(Exercise inputs)
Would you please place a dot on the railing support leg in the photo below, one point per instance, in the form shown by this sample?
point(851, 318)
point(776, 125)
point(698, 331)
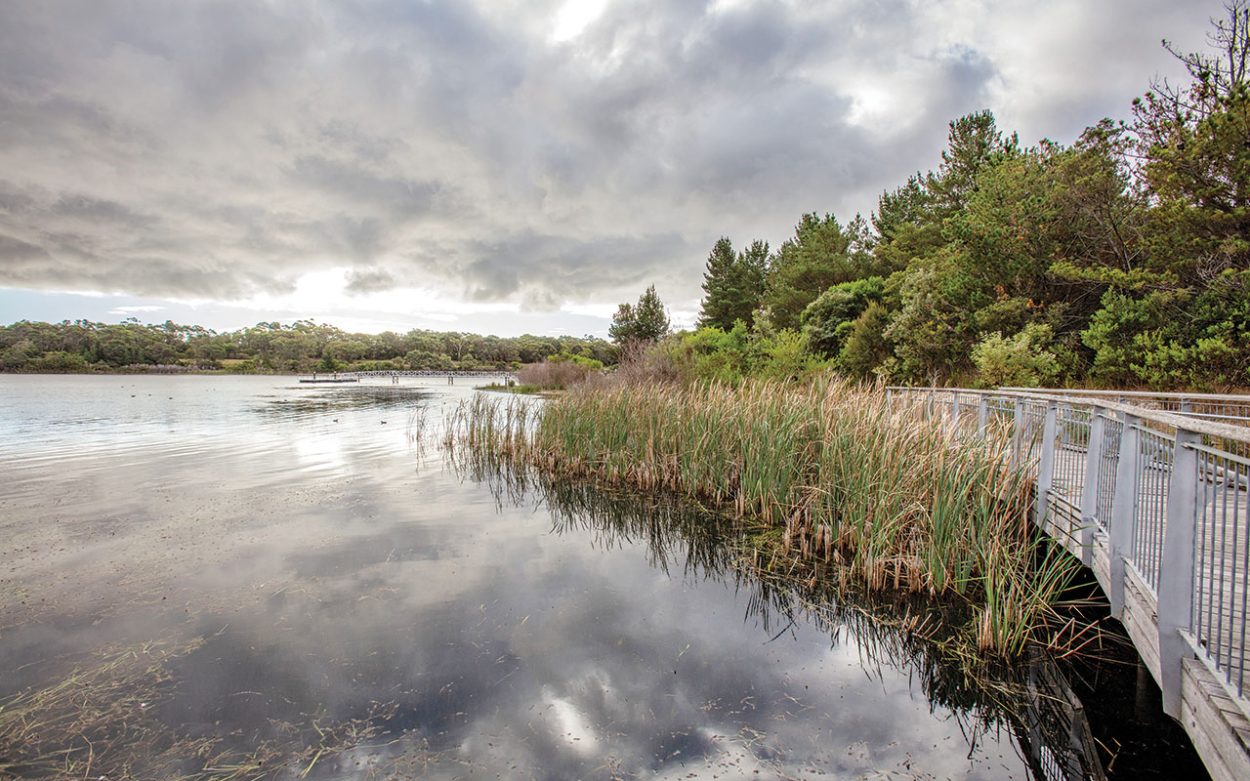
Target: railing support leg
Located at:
point(1124, 510)
point(1090, 487)
point(1176, 579)
point(1046, 467)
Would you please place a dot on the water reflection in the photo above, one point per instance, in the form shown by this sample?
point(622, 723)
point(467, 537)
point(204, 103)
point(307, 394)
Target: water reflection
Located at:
point(276, 581)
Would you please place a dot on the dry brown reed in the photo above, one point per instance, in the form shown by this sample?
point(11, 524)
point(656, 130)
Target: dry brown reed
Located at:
point(849, 479)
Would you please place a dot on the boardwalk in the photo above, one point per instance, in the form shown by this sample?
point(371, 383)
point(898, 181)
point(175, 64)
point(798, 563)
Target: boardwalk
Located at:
point(1151, 492)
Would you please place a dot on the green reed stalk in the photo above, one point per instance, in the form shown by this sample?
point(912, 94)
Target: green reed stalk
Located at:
point(848, 477)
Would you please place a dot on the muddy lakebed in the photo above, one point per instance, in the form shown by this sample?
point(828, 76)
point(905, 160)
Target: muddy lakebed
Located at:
point(235, 577)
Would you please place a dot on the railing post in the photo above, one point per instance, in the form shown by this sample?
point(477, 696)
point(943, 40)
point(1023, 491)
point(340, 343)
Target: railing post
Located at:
point(1176, 577)
point(1016, 431)
point(1090, 487)
point(1124, 510)
point(1046, 467)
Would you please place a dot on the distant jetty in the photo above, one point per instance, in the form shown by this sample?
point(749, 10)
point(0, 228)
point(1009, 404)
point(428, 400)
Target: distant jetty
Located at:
point(330, 380)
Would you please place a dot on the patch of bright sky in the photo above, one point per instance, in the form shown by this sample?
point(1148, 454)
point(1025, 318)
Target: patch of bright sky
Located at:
point(574, 16)
point(400, 310)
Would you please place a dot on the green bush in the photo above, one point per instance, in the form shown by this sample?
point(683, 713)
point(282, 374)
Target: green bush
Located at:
point(1019, 360)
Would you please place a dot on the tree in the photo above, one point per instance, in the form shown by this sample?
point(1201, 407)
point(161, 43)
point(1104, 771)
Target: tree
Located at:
point(974, 143)
point(828, 321)
point(820, 254)
point(733, 284)
point(644, 321)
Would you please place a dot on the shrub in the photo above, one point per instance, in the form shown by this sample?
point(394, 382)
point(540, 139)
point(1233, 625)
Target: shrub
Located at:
point(1020, 360)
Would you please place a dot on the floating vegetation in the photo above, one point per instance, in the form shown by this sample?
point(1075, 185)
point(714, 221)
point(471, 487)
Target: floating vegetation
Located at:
point(103, 720)
point(840, 480)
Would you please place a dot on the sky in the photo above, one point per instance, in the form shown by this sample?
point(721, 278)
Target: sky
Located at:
point(496, 166)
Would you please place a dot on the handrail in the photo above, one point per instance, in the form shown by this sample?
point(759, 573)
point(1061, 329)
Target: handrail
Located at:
point(1175, 420)
point(1170, 395)
point(1159, 500)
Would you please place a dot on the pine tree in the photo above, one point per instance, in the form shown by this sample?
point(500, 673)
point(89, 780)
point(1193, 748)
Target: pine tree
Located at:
point(719, 286)
point(644, 321)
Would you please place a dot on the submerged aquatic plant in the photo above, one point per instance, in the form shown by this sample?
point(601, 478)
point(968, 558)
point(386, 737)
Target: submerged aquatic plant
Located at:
point(849, 479)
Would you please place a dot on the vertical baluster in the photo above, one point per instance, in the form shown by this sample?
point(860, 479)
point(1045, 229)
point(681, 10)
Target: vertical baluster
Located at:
point(1046, 469)
point(1091, 487)
point(1124, 509)
point(1176, 569)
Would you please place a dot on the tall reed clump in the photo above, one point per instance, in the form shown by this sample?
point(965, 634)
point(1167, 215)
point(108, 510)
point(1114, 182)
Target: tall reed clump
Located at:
point(850, 479)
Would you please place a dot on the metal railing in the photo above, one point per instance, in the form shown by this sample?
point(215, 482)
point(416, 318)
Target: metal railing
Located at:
point(1164, 494)
point(1221, 407)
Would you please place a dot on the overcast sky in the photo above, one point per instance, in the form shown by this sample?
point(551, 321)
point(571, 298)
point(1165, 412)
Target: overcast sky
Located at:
point(496, 166)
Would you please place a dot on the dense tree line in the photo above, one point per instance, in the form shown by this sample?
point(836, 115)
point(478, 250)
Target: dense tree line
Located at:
point(1123, 259)
point(271, 346)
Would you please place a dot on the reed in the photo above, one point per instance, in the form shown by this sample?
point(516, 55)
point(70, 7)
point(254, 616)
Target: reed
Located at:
point(846, 477)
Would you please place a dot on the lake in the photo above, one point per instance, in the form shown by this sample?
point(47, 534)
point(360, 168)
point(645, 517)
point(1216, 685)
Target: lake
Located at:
point(215, 576)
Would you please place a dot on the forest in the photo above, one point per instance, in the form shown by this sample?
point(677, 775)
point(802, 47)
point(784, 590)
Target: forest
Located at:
point(273, 348)
point(1120, 260)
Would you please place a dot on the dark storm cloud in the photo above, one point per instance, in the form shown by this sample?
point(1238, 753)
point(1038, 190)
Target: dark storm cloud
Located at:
point(223, 149)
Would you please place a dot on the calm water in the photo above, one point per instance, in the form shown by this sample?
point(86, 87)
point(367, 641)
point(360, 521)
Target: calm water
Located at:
point(298, 572)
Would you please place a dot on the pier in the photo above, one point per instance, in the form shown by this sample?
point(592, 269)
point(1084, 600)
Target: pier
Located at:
point(1149, 491)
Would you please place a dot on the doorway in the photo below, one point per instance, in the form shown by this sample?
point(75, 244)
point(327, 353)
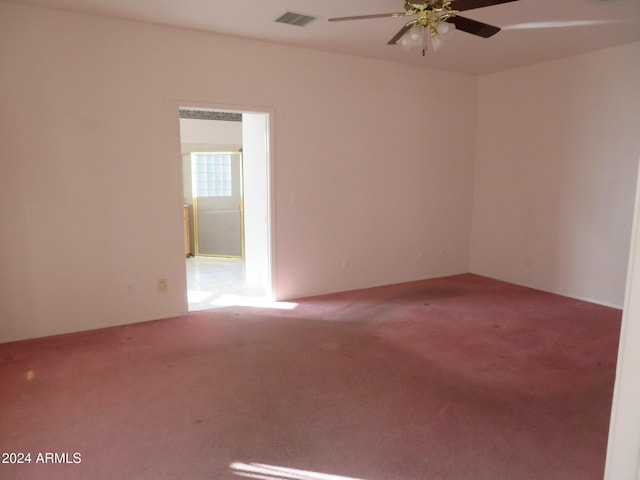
(End Exercise inputs)
What to do: Filter the records above down to the lines that hold the string "shrub".

Answer section:
Would you please place a dot on the shrub in the photo above, one point per instance, in the form shown by this sample?
Target: shrub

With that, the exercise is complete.